### What the task requires
Reproduce every line of the items below without alteration, omitting the pictures.

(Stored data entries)
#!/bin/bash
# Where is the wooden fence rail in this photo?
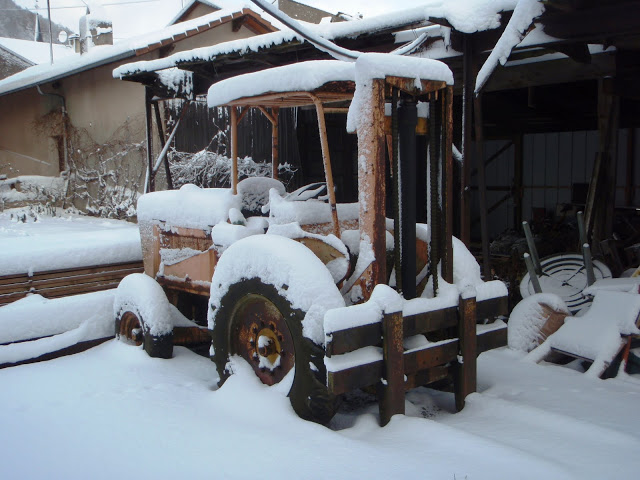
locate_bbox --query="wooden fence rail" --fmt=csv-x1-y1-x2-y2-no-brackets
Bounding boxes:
325,290,508,425
0,261,144,306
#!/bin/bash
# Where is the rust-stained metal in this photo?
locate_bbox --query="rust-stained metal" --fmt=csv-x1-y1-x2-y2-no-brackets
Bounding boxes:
229,107,238,195
230,295,295,385
442,86,453,283
454,297,478,411
380,311,404,426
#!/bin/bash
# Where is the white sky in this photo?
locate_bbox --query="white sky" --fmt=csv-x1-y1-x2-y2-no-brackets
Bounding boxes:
8,0,425,40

### Answer for the task
#!/bin/bash
# Where is the wooden fence rail in this photo?
locate_bbox --query="wooden fence rail" --fmt=csv-x1-y1-x2-y2-no-brackets
Bounding boxes:
325,290,508,425
0,261,144,306
#!/bin/bash
# Where is the rust-stained metal in this photo?
locate_bbox --query="rust-stained metal" --fmt=csv-x1-y1-x2-y2-no-brackets
Bounding boxes:
229,107,238,195
230,295,295,385
442,86,453,283
454,297,478,411
380,311,404,426
#!/bin/bash
# Where is the white sky in this photo?
locate_bbox --query="white sky" --fmt=csv-x1-y1-x2-y2-no-brackets
Bounding boxes:
8,0,425,40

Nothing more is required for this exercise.